● Assigned task
Make an exact copy of every entry.

[Records from a dataset]
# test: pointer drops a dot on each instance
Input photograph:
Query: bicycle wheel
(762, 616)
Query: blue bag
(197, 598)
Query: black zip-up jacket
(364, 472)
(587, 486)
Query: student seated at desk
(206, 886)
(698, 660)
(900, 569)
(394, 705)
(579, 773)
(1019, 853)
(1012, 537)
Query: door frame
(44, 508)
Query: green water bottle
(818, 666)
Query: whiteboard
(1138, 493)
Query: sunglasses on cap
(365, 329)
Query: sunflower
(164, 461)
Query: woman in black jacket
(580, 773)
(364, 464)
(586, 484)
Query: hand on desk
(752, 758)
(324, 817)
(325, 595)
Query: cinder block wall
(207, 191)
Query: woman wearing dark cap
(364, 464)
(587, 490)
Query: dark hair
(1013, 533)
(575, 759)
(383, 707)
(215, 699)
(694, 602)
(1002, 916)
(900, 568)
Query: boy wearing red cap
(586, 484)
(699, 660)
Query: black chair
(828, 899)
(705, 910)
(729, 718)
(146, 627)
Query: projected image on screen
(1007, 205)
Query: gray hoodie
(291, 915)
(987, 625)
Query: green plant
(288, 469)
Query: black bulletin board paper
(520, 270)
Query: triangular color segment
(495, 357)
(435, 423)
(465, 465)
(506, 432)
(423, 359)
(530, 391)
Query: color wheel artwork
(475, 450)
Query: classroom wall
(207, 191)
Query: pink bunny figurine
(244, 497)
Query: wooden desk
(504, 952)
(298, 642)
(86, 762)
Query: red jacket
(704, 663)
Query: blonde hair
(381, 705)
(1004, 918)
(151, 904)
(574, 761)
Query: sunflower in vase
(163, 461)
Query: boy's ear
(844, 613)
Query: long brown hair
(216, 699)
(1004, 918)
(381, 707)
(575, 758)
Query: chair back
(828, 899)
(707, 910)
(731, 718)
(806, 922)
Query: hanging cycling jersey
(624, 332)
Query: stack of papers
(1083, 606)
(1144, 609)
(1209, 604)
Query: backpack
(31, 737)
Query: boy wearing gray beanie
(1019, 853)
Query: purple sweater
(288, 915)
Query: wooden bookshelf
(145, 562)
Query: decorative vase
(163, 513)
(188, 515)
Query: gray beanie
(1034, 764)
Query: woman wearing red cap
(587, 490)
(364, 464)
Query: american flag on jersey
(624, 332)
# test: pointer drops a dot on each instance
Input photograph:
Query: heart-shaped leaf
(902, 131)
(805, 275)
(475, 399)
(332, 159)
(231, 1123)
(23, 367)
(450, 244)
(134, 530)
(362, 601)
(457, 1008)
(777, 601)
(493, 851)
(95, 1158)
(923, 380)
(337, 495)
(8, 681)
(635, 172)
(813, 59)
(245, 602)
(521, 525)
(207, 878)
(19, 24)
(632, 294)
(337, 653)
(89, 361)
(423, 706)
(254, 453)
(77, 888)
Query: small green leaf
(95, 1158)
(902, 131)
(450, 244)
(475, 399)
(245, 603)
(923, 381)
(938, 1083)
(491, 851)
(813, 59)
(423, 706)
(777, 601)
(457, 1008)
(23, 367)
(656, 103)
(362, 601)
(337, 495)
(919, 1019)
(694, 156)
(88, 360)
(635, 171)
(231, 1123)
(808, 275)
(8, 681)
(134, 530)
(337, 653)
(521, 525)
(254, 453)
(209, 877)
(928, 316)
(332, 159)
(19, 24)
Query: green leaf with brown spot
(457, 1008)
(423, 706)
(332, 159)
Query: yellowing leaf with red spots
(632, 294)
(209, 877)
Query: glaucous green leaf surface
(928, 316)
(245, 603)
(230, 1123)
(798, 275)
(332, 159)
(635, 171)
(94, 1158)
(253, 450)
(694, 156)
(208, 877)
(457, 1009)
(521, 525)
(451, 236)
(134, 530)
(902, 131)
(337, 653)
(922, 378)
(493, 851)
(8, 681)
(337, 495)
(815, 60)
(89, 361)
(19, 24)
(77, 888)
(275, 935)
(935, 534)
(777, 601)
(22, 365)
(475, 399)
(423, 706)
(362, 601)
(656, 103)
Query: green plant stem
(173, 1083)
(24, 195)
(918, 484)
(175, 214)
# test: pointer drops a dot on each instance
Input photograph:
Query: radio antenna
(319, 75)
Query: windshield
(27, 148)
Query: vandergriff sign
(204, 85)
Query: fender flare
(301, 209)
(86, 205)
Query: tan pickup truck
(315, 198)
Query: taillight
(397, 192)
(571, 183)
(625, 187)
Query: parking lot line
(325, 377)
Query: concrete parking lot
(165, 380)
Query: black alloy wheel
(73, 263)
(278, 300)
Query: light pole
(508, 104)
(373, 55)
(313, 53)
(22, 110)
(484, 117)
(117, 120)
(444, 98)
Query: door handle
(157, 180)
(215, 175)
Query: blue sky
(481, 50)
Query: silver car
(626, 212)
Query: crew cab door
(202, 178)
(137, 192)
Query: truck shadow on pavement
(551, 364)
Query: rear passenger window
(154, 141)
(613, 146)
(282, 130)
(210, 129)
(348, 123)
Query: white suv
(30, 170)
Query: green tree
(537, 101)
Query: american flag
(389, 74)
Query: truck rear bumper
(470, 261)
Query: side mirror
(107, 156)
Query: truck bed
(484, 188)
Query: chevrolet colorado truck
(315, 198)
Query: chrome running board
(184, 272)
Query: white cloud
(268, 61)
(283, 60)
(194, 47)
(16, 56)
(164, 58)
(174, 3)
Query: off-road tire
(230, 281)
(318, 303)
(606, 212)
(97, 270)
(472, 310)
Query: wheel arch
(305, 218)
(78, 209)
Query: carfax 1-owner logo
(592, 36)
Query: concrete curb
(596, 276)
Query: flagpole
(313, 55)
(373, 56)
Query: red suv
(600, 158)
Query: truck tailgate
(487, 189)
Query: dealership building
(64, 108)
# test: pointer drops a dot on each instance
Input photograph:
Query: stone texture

● Solution for this exercise
# test: pointer drops a dot on each instance
Input photograph:
Query: bicycle wheel
(762, 616)
Query: blue bag
(197, 598)
Query: black zip-up jacket
(364, 472)
(587, 486)
Query: student seated at desk
(206, 886)
(698, 660)
(900, 569)
(394, 705)
(579, 773)
(1019, 853)
(1012, 537)
Query: door frame
(44, 508)
Query: green water bottle
(818, 666)
Query: whiteboard
(1138, 493)
Query: sunglasses on cap
(365, 329)
Query: sunflower
(164, 461)
Query: woman in black jacket
(580, 773)
(364, 464)
(586, 484)
Query: hand on desk
(752, 758)
(324, 817)
(325, 595)
Query: cinder block wall
(207, 191)
Query: woman wearing dark cap
(364, 464)
(587, 490)
Query: dark hair
(1013, 533)
(575, 759)
(383, 707)
(215, 699)
(694, 602)
(1002, 916)
(900, 568)
Query: boy wearing red cap
(586, 484)
(699, 660)
Query: black chair
(828, 899)
(705, 910)
(729, 718)
(146, 627)
Query: projected image on screen
(1007, 205)
Query: gray hoodie
(291, 915)
(987, 625)
Query: green plant
(288, 469)
Query: black bulletin board paper
(520, 270)
Query: triangular color segment
(495, 357)
(435, 423)
(465, 465)
(506, 432)
(423, 359)
(530, 391)
Query: color wheel artwork
(475, 450)
Query: classroom wall
(207, 191)
Query: pink bunny figurine
(244, 497)
Query: wooden desk
(504, 952)
(298, 642)
(86, 762)
Query: red jacket
(704, 663)
Query: blonde hair
(381, 705)
(1004, 918)
(151, 904)
(574, 761)
Query: sunflower in vase
(163, 461)
Query: boy's ear
(844, 613)
Query: long brown hair
(216, 699)
(1004, 918)
(381, 707)
(575, 758)
Query: chair back
(828, 899)
(707, 910)
(731, 718)
(806, 922)
Query: hanging cycling jersey
(624, 332)
Query: stack of papers
(1083, 606)
(1144, 609)
(1209, 604)
Query: backpack
(31, 737)
Query: boy wearing gray beanie
(1019, 853)
Query: purple sweater
(288, 915)
Query: wooden bookshelf
(145, 562)
Query: decorative vase
(163, 513)
(188, 515)
Query: gray beanie
(1034, 764)
Query: woman wearing red cap
(587, 490)
(364, 464)
Query: american flag on jersey
(624, 332)
# test: pointer drops a dot on each instance
Input photograph:
Query: heart-shaped leaf
(902, 131)
(805, 275)
(475, 399)
(332, 159)
(231, 1123)
(23, 367)
(450, 244)
(134, 530)
(362, 601)
(457, 1008)
(777, 601)
(493, 851)
(95, 1158)
(923, 380)
(337, 495)
(8, 681)
(635, 172)
(813, 59)
(245, 602)
(521, 525)
(207, 878)
(19, 24)
(632, 294)
(337, 653)
(89, 361)
(423, 706)
(254, 453)
(77, 888)
Query: small green leaf
(95, 1158)
(902, 131)
(450, 244)
(475, 399)
(245, 603)
(923, 381)
(938, 1083)
(491, 851)
(813, 59)
(423, 706)
(777, 601)
(457, 1008)
(23, 367)
(656, 103)
(362, 601)
(337, 495)
(919, 1019)
(694, 156)
(88, 360)
(635, 171)
(231, 1123)
(808, 275)
(8, 681)
(134, 530)
(337, 653)
(521, 525)
(254, 453)
(209, 877)
(928, 316)
(332, 159)
(19, 24)
Query: green leaf with brown spot
(457, 1008)
(423, 706)
(332, 159)
Query: yellowing leaf with red spots
(632, 294)
(209, 877)
Query: glaucous green leaf surface
(928, 316)
(245, 603)
(230, 1123)
(798, 275)
(332, 159)
(635, 171)
(94, 1158)
(253, 450)
(694, 156)
(208, 877)
(457, 1009)
(521, 525)
(451, 236)
(134, 530)
(902, 131)
(337, 653)
(922, 378)
(493, 851)
(8, 681)
(337, 495)
(815, 60)
(89, 361)
(19, 24)
(77, 888)
(275, 935)
(935, 534)
(777, 601)
(22, 365)
(475, 399)
(423, 706)
(362, 601)
(656, 103)
Query: green plant stem
(173, 1083)
(24, 195)
(918, 484)
(175, 214)
# test: pointer drops a dot on each instance
Input photograph:
Query: radio antenna
(319, 75)
Query: windshield
(27, 148)
Query: vandergriff sign
(204, 85)
Query: fender flare
(301, 209)
(86, 205)
Query: tan pickup truck
(315, 198)
Query: taillight
(397, 192)
(571, 183)
(625, 187)
Query: parking lot line
(325, 377)
Query: concrete parking lot
(165, 380)
Query: black alloy wheel
(73, 263)
(278, 300)
Query: light pole
(508, 104)
(373, 55)
(313, 53)
(22, 110)
(484, 117)
(117, 120)
(444, 98)
Query: door handle
(157, 180)
(215, 175)
Query: blue sky
(481, 50)
Query: silver car
(626, 212)
Query: crew cab door
(202, 178)
(137, 192)
Query: truck shadow on pavement
(551, 364)
Query: rear passenger window
(154, 141)
(613, 146)
(282, 130)
(210, 129)
(348, 123)
Query: white suv
(30, 170)
Query: green tree
(537, 101)
Query: american flag
(389, 74)
Query: truck rear bumper
(470, 261)
Query: side mirror
(107, 156)
Query: truck bed
(484, 188)
Query: chevrolet colorado truck
(315, 198)
Query: chrome running board
(184, 272)
Query: white cloud
(268, 61)
(283, 60)
(194, 47)
(16, 56)
(164, 58)
(174, 3)
Query: off-road tire
(230, 281)
(318, 303)
(606, 212)
(97, 270)
(472, 310)
Query: wheel arch
(305, 218)
(78, 209)
Query: carfax 1-owner logo
(592, 36)
Query: concrete curb
(596, 276)
Query: flagpole
(313, 55)
(373, 56)
Query: red suv
(600, 158)
Query: truck tailgate
(487, 189)
Query: dealership building
(64, 108)
# test: pointer drops a dot on each instance
Input photograph:
Query: stone texture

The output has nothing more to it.